## Written exercise a
Reproduce the portion of the Real Facebook Oversight Board article between "(The group is" and "historian of fascism.", inclusive.

## Excerpted passage
In the extended universe of the techlash, the Real Facebook Oversight Board presents itself as the Avengers.
The members of the group, described on its website as a “‘Brains Trust’ to respond to the critical threats posed by Facebook’s unchecked power,” were summoned from the four corners of the internet by Carole Cadwalladr, the activist British journalist who broke the Cambridge Analytica scandal.
(The group is not affiliated with Facebook and was started last year in confusingly named opposition to Facebook’s creation of its official Oversight Board, or, colloquially, “Facebook Supreme Court.”)
They include some of the biggest names and loudest voices in the movement to hold tech platforms accountable for their influence: people like Shoshana Zuboff, who invented the idea of “surveillance capitalism”; Roger McNamee, the early Facebook investor who has been publicly critical of the company; Yaël Eisenstat, the ex-CIA officer and former head of election integrity operations for political ads at Facebook; and Timothy Snyder, the Yale historian of fascism.
So it was strange to see this superteam on Wednesday tweeting in what appeared to be a celebratory fashion a decision from the Australian High Court (the country’s version of the Supreme Court) that does nothing directly to check Facebook’s power while harming the interests of the press:
The 5–2 decision, which came down earlier this week, lays the foundation for defamation suits against Facebook users for comments left on their pages. That means Australian news organizations — and potentially all Australians on social media, though it’s unclear for now — could be responsible for defamatory comments left under their posts on the platform, even if they aren’t aware the content exists.

## Written exercise b
Extract each line of the listing below that contains the string "purple". The match is case-sensitive.

## Dataset content

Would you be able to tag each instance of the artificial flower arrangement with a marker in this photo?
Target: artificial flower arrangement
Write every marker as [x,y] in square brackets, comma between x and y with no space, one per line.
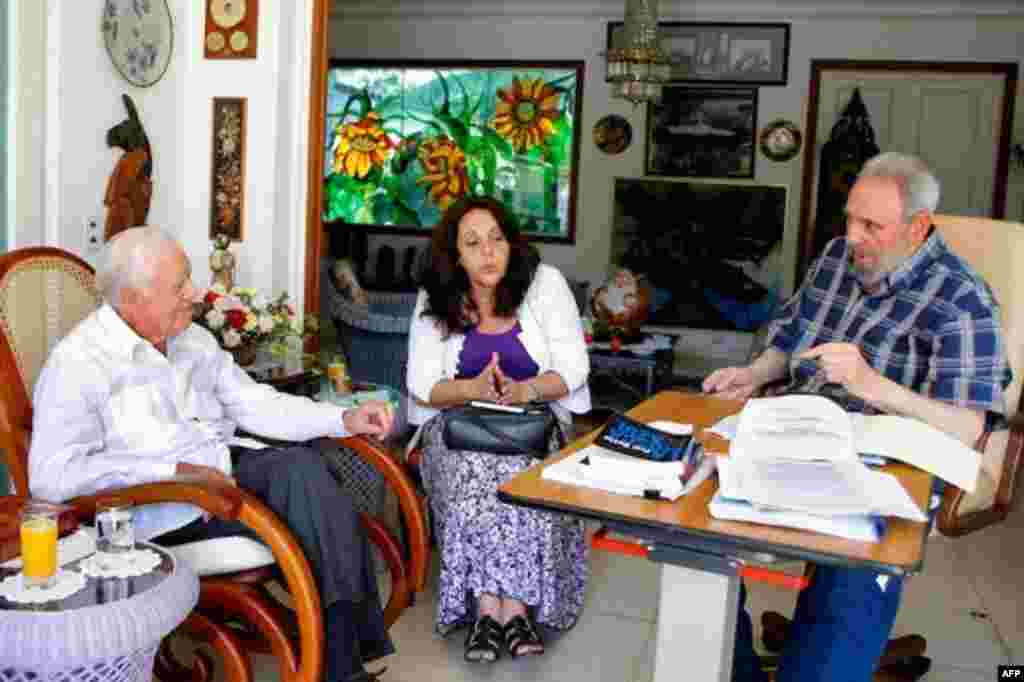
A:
[245,317]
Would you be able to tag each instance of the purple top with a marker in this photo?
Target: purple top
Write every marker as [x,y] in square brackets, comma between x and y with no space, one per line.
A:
[512,355]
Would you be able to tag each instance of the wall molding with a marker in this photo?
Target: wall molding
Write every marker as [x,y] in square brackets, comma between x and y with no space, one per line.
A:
[726,9]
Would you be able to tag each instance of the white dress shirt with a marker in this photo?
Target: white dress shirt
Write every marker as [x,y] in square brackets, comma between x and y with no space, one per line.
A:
[552,334]
[112,411]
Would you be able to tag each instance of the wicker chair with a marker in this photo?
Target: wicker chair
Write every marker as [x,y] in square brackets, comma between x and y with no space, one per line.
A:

## Written solution a
(The group is not affiliated with Facebook and was started last year in confusingly named opposition to Facebook’s creation of its official Oversight Board, or, colloquially, “Facebook Supreme Court.”)
They include some of the biggest names and loudest voices in the movement to hold tech platforms accountable for their influence: people like Shoshana Zuboff, who invented the idea of “surveillance capitalism”; Roger McNamee, the early Facebook investor who has been publicly critical of the company; Yaël Eisenstat, the ex-CIA officer and former head of election integrity operations for political ads at Facebook; and Timothy Snyder, the Yale historian of fascism.

## Written solution b
Would you be able to tag each instance of the purple top with a marker in this photo?
Target: purple top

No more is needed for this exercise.